> _TASK ITEM_:
Return each line exactly, beginning with the one that has "Annotation task: mark the boy" and finishing with the final line of the material. Drop any pictures.

> _DATA SECTION_:

-- Opening Marker --

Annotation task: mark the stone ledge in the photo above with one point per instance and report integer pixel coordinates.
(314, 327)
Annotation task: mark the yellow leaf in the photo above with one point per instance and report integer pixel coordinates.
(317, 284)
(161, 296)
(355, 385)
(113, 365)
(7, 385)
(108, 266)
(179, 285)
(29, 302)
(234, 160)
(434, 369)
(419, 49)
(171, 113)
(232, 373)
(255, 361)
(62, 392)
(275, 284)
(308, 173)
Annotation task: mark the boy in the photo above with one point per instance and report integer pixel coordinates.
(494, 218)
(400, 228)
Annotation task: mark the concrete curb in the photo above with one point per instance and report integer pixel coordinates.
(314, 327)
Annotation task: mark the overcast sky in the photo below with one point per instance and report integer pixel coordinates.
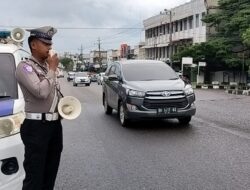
(75, 18)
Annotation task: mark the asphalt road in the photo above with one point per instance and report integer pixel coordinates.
(212, 153)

-- Closing Marker --

> _WORKED SOLUTION_:
Annotation task: mark the boy in the photo above with one point per instance and report integer pixel coordinates.
(494, 218)
(400, 228)
Annotation task: mark the concrete curb in the photo above with one point per instance and report integer pixel coordinates.
(314, 327)
Annotation task: mark the overcast sky in the photo below with one point per instance and report integer pixel coordinates.
(75, 18)
Annotation task: mark the asphalt road in the photo above with one point per instance and report integer pixel coordinates.
(212, 153)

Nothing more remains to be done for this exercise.